=== MATERIAL PROVIDED ===

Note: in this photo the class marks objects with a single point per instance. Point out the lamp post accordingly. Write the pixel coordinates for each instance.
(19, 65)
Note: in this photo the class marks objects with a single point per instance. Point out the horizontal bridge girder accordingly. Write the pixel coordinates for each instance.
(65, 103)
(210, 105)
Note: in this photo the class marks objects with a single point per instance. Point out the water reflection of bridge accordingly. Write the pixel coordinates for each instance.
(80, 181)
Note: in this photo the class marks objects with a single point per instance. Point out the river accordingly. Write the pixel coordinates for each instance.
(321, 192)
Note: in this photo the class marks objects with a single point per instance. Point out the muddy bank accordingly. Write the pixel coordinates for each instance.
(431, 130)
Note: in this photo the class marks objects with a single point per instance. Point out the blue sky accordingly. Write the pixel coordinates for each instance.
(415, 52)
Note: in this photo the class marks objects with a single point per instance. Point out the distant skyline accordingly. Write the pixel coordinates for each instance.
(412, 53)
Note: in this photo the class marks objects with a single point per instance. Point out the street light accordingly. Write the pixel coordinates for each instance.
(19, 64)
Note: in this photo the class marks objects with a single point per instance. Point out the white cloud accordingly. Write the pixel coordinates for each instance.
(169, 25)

===

WHAT YOU WILL DO: Rewrite the lines from the one containing "out the river" through the end of the lines, switching "muddy bank" to "grassy bank" and leaving everything else unchanged.

SOLUTION TO THE EXERCISE:
Note: in this photo the class marks objects with a single point per instance. Point out the river accordingly. Write the pixel coordinates for each instance.
(321, 192)
Note: in this photo the class marks objects with a single point per instance. Point out the grassy bank accordingly. Write the pixel coordinates for each instance.
(431, 130)
Note: in this photo the class marks objects with a single point per instance. Point out the blue sky accordingly. Write the pixel coordinates for each instance.
(415, 52)
Note: in this photo the class marks objects with a single point per instance. Point out the distant skyline accordingly. Write the pixel coordinates for each instance.
(412, 53)
Note: in this photo the class marks objects with a single point per instance. Point out the street light accordingly. Write the pixel coordinates for each instance.
(19, 64)
Note: in this photo the class marks objects with a single point per instance. Point out the white cloud accordingly. Write the pixel coordinates for each instance.
(169, 25)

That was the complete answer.